--- begin Extracted text ---
- Episode no.: Season 1 Episode 1
- Directed by: Niels Arden Oplev
- Written by: Brian K. Vaughan
- Production code: 101
- Original air date: June 24, 2013

Episode chronology
| ← Previous — | Next → "The Fire" |
- Under the Dome (season 1)

= Pilot (Under the Dome) =

"Pilot" is the pilot episode of the American science fiction drama Under the Dome, based on the novel of the same name by author Stephen King. It originally aired on CBS in the United States on June 24, 2013.

The premiere episode was met with generally positive reviews from critics; and was watched by 13.53 million American viewers, setting numerous records for CBS.

==Plot==
Dale "Barbie" Barbara (Mike Vogel) buries a man's body in the woods of Chester's Mill. As he tries to escape the town, a mysterious, invisible barrier descends on the borders of the township, trapping everyone inside.
--- end Extracted text ---
--- begin Supplied material ---
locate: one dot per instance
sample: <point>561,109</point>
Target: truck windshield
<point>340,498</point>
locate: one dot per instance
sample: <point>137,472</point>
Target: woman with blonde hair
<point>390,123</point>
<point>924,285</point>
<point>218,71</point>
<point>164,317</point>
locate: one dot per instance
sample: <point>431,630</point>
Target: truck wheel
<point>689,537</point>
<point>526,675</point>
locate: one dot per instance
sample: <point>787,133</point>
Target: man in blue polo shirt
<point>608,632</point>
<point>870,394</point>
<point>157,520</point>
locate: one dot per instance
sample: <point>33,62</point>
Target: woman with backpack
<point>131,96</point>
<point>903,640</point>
--- end Supplied material ---
--- begin Supplied material ---
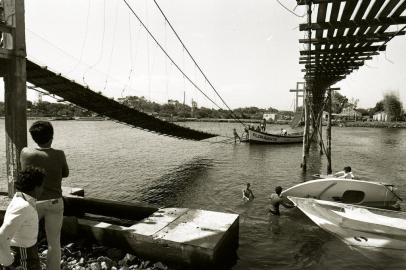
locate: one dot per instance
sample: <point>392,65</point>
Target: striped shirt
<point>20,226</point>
--- end Supplied material ---
--- begin Supplied material ---
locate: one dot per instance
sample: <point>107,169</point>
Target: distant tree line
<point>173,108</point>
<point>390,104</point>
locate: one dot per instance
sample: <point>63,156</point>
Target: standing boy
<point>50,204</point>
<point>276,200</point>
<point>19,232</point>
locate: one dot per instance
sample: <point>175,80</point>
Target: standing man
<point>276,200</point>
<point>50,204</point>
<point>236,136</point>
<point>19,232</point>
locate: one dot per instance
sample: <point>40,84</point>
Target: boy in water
--- end Supplied material ---
Actions to take:
#1 In the episode article above, how many American viewers watched the premiere?
#2 Condense the paragraph of the episode article that begins "\"Pilot\" is the pilot episode" into a single shorter sentence, retaining its main facts.

Task-by-task outputs:
#1 13.53 million

#2 "Pilot," the first episode of the American science fiction drama Under the Dome, which adapts Stephen King's novel of the same name, first aired on CBS in the United States on June 24, 2013.